— ABOUT THIS EXERCISE —
Transcribe the listing in full, excluding any pictures.
==*==
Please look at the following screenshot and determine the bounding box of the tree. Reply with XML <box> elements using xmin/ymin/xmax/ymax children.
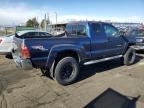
<box><xmin>32</xmin><ymin>18</ymin><xmax>39</xmax><ymax>28</ymax></box>
<box><xmin>40</xmin><ymin>19</ymin><xmax>45</xmax><ymax>29</ymax></box>
<box><xmin>40</xmin><ymin>19</ymin><xmax>51</xmax><ymax>29</ymax></box>
<box><xmin>26</xmin><ymin>17</ymin><xmax>39</xmax><ymax>28</ymax></box>
<box><xmin>26</xmin><ymin>19</ymin><xmax>33</xmax><ymax>27</ymax></box>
==*==
— RESULT FOR THIS TASK —
Please look at the following screenshot and determine the bounding box of the tree. Reply with XML <box> elements using xmin/ymin/xmax/ymax children.
<box><xmin>32</xmin><ymin>18</ymin><xmax>39</xmax><ymax>28</ymax></box>
<box><xmin>40</xmin><ymin>19</ymin><xmax>45</xmax><ymax>29</ymax></box>
<box><xmin>40</xmin><ymin>19</ymin><xmax>51</xmax><ymax>29</ymax></box>
<box><xmin>26</xmin><ymin>17</ymin><xmax>39</xmax><ymax>28</ymax></box>
<box><xmin>26</xmin><ymin>19</ymin><xmax>33</xmax><ymax>27</ymax></box>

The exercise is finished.